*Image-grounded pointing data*
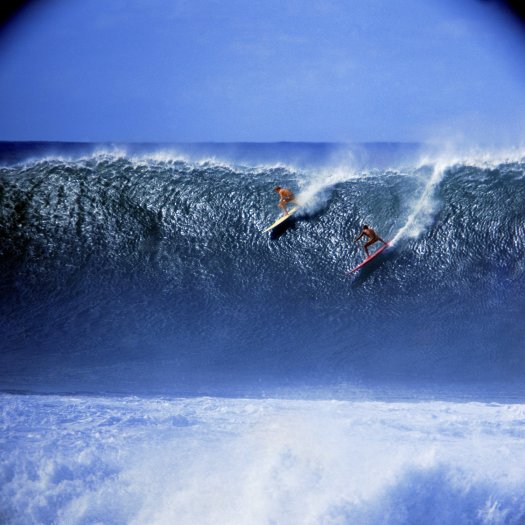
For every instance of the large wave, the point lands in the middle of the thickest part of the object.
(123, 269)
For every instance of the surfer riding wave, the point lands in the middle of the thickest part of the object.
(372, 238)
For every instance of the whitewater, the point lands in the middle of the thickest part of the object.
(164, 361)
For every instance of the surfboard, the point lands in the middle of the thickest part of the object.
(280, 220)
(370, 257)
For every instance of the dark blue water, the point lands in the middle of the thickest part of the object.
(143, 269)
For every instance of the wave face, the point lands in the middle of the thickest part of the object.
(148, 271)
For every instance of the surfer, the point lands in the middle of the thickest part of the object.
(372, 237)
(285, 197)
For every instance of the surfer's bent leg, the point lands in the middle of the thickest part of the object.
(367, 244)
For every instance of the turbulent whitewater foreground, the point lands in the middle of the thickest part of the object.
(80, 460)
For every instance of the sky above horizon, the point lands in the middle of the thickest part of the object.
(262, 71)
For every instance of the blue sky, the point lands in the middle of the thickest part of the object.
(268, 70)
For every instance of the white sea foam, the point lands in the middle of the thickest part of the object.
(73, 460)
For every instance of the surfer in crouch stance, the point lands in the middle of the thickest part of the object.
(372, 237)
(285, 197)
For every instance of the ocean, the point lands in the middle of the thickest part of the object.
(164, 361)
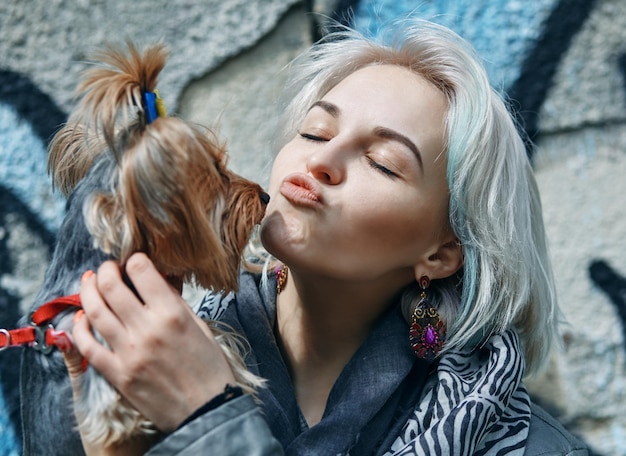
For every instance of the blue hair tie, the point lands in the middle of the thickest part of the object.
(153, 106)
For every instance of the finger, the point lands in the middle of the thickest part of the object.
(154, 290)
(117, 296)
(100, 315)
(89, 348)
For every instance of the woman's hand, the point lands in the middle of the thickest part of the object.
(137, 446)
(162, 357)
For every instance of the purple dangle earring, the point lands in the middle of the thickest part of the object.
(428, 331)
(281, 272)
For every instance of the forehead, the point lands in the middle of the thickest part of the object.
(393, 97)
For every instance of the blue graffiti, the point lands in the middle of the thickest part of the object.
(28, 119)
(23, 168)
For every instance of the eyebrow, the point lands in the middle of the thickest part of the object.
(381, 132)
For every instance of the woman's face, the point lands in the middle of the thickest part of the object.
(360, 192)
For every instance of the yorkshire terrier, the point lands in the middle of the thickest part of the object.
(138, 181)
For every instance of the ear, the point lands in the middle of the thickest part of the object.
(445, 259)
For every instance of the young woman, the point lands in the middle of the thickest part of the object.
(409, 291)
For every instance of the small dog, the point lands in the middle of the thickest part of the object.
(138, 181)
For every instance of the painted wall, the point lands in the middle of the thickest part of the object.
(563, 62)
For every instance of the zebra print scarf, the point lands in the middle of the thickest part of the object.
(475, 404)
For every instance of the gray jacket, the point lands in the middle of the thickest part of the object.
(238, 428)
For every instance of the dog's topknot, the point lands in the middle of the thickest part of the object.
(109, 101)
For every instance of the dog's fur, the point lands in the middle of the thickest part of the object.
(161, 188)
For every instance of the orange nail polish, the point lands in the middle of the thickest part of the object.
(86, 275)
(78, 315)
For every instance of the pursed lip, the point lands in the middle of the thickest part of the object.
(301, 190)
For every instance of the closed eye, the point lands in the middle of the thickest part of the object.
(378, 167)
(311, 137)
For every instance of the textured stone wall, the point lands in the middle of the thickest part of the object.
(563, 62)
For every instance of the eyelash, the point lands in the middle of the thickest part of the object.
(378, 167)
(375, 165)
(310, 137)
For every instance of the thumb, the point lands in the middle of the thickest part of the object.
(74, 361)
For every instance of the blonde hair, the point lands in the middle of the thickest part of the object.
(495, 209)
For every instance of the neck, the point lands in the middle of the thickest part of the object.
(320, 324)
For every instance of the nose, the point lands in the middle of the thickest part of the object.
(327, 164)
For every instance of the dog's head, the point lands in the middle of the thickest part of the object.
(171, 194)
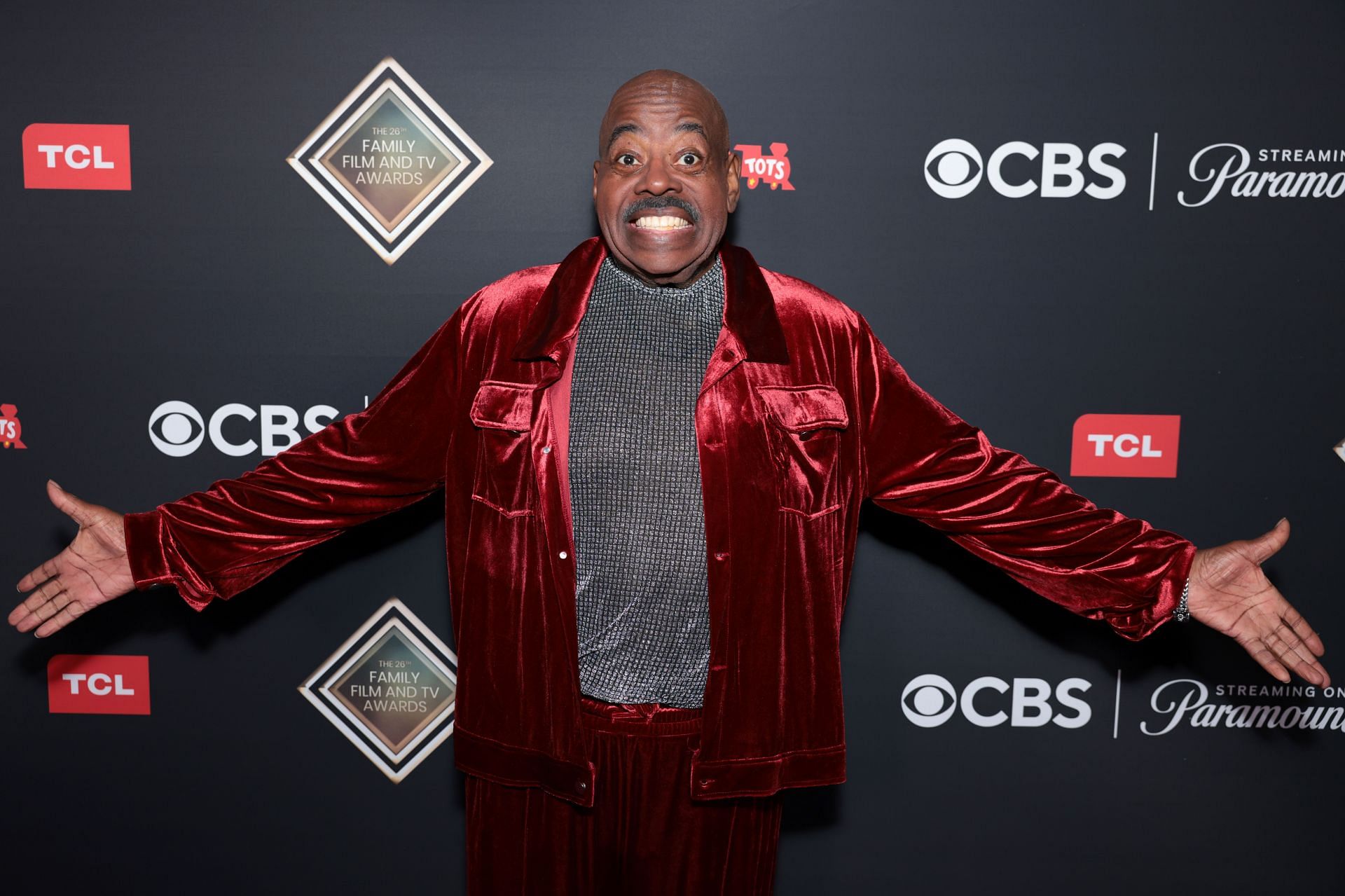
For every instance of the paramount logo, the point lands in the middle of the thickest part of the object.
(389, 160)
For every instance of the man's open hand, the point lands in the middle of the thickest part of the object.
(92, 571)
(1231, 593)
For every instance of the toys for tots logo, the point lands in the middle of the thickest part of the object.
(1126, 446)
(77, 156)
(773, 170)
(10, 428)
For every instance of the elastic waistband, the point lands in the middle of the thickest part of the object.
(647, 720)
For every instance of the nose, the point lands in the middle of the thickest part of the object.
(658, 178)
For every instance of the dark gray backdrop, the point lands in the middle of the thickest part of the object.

*What the task asks*
Would you output all of the entries above exactly, keeping the pictures out?

*Expected answer*
For every instance of the large wave, the point lands in the middle of the thickest part of the object.
(123, 269)
For every instance of the surfer riding wave, the point lands in the middle of the thickest part of the object.
(372, 238)
For every instance of the whitewater, the point lands in the middle of the thickest part of the object.
(164, 361)
For every instance of the surfboard, the point lands in the middle of the thickest part of the object.
(280, 220)
(370, 257)
For every instance of the dark blue water, the point lands in the middle of the thickest part of the object.
(143, 269)
For every instance of the wave face, the point lands in the middle of the thickest part of the object.
(148, 271)
For every instance of the surfer, the point lands in the middle of the thickest part of the object.
(372, 237)
(285, 197)
For every instance of the surfer's bent leg, the point lands in the middle of the thickest part of the object.
(367, 244)
For every instance of the turbulent whitewater foreground, the point lands in the middle of the thickest part of the object.
(80, 460)
For every instance of the sky above horizon, the point lands in the middle of the thickest part of the object.
(262, 71)
For every instance of the blue sky, the point lands in the middle of the thickest part of the object.
(268, 70)
For every instance of the white sea foam, the point lands in the middle of the thickest part of the object.
(73, 460)
For every instance of the surfer in crouch stance, the point lands in the middle of the thickest part of the object.
(372, 237)
(285, 197)
For every instance of the ocean, the point lands in the middle of the thickest part of the object.
(164, 361)
For every instance of the blue hair tie, the point lands in the middle of the thickest part of the object.
(153, 106)
For every instance of the finger, the point lands in the middle of the thickest part of the object.
(154, 290)
(117, 296)
(100, 315)
(89, 348)
For every instance of the woman's hand, the point lands in the middle of the thickest part of the object.
(137, 446)
(162, 357)
For every instance of the purple dangle earring, the point lands in the middle of the thickest part of the object.
(428, 331)
(281, 272)
For every instance of the forehead, the point lands in the middle of the thickest part of the object.
(393, 97)
For every instance of the blue graffiti, the point lands in the middle of the thickest part of the object.
(28, 119)
(23, 168)
For every instance of the eyebrow, the point lands in the middle of the thickest part of the object.
(381, 132)
For every instance of the woman's face, the point lands in the middle of the thickest part of the object.
(360, 192)
For every instance of the yorkshire terrier, the point lands in the middle of the thickest part of the object.
(138, 181)
For every instance of the ear, the point lands in the middle of the thickest part of the object.
(445, 259)
For every instance of the young woman, the point lands in the middle of the thickest part of the object.
(409, 291)
For every instance of the small dog, the point lands in the middle of the thickest part of the object.
(138, 181)
For every instance of the painted wall, the point lands in the middle of the thickest part of the object.
(563, 62)
For every instance of the zebra print scarf, the point lands in the middle of the thickest part of the object.
(475, 404)
For every instance of the gray jacket, the point lands in the middle of the thickest part of the object.
(238, 428)
For every instance of the dog's topknot, the point lands in the middle of the thickest part of the object.
(109, 101)
For every instance of the dog's fur, the point lands in the middle of the thickest part of the object.
(161, 188)
For every instance of the orange nail polish, the point lands in the middle of the thickest part of the object.
(86, 275)
(78, 315)
For every instance of the pursed lip, the point lands in the middle of the thickest part of the object.
(301, 190)
For every instance of the closed eye, the point lands in the middle of the thickest part of the object.
(378, 167)
(311, 137)
For every instance of the textured stone wall, the point lands in the middle of the thickest part of the object.
(563, 62)
For every instance of the eyelash, the point lands in the middle of the thickest part of the object.
(378, 167)
(375, 165)
(310, 137)
For every instance of the thumb, the point lands in the middle of the thickest part of the object.
(74, 361)
For every instance of the blonde hair, the point lands in the middle of the thickest part of the object.
(495, 209)
For every instance of the neck, the point lands in the middle of the thickest part of the object.
(320, 324)
For every instance of the nose, the point lands in the middle of the thickest part of the object.
(327, 164)
For every instance of the dog's head, the point lands in the middle of the thickest part of the object.
(171, 194)
For every instance of the paramount logo, the point lands in the middle of the thickest part of the object.
(389, 160)
For every instance of the man's open hand, the point lands in the middle of the thickest part of the object.
(92, 571)
(1231, 593)
For every instance of the toys for tots logo, the point lands in the middle of the thickest part of the object.
(1126, 446)
(77, 156)
(773, 170)
(10, 428)
For every instance of the elastic waistband, the point lands in the middle of the thickest part of the object.
(647, 720)
For every instance of the nose, the point lands in the middle of the thickest part of the object.
(658, 178)
For every instance of the dark gray backdrop, the point lands in the middle of the thickest part of the object.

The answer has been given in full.